### Task set
a - In the baby-animal article, condense the paragraph beginning "Fawns are the most common animals" into a shorter version that keeps its main facts.
b - Resume the baby-animal article, picking up right after its final sentence.

### Page extract
####################
Michigan DNR reminds the public to leave baby animals alone.
As the winter wanes and signs of spring arrive, the Michigan Department of Natural Resources is finding itself having to remind the public of something they should already know.
Leave the newborn baby animals alone!
"Please resist the urge to help seemingly abandoned baby animals," DNR wildlife communications coordinator Hannah Schauer said in a press release. "Many baby animals will die if removed from their natural environment, and some have diseases or parasites that can be passed on to humans or pets."
Fawns are the most common animals that are removed from the wild. Mostly because a doe will often leave a fawn unattended for hours at a time and many people mistake them as having been abandoned. In reality, disturbing or touching the fawn may hurt its chances for survival.
"Give it plenty of space and quickly leave the area. The mother deer will return for her fawns when she feels it is safe; she may not return if people or dogs are present," the release states.
####################
Stored data entries:

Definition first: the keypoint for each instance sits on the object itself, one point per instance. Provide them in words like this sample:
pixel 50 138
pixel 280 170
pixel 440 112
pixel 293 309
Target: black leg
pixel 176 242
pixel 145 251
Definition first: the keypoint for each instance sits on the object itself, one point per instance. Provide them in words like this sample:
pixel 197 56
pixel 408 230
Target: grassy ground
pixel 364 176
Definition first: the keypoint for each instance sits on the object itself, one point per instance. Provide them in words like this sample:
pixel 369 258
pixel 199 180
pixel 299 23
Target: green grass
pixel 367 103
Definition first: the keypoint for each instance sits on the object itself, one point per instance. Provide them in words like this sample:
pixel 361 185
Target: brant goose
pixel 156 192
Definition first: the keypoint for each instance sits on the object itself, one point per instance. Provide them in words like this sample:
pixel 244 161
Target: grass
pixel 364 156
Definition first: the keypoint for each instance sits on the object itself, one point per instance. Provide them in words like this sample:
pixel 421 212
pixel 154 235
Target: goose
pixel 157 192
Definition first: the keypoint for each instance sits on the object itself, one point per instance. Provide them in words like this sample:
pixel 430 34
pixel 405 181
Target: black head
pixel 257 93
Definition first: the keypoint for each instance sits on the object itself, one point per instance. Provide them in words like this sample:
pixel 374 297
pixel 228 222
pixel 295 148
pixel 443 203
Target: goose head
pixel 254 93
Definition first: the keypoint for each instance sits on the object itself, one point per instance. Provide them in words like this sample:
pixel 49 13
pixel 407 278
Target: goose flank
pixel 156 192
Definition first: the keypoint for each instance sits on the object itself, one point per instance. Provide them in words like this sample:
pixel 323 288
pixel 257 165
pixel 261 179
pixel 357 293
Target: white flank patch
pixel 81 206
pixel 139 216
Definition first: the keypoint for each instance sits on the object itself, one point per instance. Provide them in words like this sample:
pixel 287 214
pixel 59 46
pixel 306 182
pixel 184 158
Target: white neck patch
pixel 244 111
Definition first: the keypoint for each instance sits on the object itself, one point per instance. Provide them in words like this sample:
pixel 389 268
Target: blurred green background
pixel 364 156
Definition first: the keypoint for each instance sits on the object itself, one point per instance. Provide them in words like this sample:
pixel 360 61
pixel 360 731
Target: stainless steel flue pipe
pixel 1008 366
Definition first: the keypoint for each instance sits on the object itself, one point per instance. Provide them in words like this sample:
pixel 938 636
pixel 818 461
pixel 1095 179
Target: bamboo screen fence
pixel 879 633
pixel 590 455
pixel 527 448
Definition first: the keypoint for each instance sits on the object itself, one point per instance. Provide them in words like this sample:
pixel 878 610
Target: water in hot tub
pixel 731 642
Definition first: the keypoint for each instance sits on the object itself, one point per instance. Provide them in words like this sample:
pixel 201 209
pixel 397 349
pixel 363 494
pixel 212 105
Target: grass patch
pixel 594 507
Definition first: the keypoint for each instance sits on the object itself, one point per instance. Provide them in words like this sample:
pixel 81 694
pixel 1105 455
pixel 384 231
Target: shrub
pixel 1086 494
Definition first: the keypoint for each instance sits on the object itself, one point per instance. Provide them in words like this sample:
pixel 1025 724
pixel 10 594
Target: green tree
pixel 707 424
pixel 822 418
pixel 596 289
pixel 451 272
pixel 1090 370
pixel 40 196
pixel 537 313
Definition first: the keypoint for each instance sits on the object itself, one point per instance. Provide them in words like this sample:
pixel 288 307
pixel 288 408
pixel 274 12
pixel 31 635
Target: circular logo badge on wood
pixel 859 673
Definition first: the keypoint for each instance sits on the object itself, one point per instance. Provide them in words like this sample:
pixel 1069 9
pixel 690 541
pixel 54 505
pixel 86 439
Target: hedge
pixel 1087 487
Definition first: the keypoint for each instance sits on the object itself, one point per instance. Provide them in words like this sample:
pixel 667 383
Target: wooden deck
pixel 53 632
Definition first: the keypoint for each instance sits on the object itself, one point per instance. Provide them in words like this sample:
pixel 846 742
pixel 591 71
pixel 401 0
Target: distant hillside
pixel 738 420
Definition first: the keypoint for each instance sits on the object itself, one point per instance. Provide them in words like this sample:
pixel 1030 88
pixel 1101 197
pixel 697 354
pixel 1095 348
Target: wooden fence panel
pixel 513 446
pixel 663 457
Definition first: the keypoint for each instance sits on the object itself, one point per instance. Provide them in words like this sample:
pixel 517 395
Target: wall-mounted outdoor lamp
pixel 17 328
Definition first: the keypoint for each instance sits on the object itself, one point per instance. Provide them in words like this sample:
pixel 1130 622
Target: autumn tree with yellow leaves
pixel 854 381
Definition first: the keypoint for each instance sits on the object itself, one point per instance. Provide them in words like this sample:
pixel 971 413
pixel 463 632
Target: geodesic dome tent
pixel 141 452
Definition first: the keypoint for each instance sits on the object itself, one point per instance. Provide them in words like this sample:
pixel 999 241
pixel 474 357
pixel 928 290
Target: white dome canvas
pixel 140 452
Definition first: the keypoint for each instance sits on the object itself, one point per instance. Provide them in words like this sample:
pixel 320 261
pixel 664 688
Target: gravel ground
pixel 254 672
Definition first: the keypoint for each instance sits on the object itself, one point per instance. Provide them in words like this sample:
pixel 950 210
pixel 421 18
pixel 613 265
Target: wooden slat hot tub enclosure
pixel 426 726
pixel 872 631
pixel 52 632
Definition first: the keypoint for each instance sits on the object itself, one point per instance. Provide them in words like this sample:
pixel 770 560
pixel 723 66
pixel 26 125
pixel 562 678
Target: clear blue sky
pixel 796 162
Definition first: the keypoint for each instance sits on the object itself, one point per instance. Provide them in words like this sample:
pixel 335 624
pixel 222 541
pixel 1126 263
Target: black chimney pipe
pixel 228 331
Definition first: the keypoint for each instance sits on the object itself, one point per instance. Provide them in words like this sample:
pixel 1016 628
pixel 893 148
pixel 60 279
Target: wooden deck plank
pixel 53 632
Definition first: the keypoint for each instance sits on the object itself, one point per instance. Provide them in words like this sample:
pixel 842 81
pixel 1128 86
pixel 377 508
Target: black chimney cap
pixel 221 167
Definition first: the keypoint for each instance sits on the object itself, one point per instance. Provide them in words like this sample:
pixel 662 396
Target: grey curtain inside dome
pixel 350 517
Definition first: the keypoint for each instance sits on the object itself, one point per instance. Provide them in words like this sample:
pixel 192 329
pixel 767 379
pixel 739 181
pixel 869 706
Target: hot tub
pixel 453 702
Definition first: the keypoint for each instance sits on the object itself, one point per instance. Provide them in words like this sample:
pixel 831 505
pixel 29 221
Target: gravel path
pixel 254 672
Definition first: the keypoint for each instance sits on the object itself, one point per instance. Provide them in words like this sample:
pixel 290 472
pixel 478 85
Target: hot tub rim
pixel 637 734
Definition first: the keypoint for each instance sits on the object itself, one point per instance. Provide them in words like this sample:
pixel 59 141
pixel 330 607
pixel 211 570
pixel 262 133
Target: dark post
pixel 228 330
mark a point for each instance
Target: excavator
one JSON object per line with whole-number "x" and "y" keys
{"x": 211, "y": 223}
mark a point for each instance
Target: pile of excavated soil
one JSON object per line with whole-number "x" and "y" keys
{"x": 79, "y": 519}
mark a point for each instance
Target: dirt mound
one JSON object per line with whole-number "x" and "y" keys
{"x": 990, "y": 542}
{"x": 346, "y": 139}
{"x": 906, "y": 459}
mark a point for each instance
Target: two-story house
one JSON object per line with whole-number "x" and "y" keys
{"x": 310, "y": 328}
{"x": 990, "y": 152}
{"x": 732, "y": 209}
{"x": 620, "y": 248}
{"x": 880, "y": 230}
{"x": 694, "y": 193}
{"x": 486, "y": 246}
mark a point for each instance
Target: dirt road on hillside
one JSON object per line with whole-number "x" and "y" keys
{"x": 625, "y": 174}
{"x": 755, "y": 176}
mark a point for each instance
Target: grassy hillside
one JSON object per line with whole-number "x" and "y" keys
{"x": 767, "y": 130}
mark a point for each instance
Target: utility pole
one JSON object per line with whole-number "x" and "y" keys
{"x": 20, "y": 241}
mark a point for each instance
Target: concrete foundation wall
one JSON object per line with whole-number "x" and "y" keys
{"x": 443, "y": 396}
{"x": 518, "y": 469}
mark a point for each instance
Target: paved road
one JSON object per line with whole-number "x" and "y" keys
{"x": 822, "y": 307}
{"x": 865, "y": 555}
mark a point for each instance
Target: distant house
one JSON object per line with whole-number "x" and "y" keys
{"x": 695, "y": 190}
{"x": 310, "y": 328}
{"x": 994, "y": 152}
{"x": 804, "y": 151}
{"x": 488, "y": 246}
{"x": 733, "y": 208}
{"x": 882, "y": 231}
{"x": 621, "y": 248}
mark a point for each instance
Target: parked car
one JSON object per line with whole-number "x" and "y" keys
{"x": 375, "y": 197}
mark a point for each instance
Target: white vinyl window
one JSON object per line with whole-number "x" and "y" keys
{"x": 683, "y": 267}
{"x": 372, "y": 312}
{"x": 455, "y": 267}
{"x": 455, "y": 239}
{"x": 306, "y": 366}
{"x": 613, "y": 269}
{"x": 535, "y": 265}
####################
### Answers for the exercise
a - Fawns are the animals most often taken from the wild. People commonly think a fawn has been abandoned because a doe often leaves it alone for hours. Disturbing or touching the fawn can actually lower its chances of survival.

b -
The DNR says baby animals removed from the wild may become too acclimated to humans and thus, unable to return to the wild. But there are also concerns about the animals getting more aggressive once they are older and reach maturity.
It may seem extreme for the DNR to have to re-hash what seems like common knowledge, but there's precedent for it. Last July, a Michigan woman was fined for kidnapping multiple fawns from the wild.
A month earlier in June, another woman in California was nabbed by game wardens after attempting to sell a fawn on Craigslist.
What Michigan is doing with this news is actually becoming more common as more states attempt to educate the public well in advance of baby animal season.
Let's all enjoy the cute baby animals this spring, but leave them in the wild where they belong!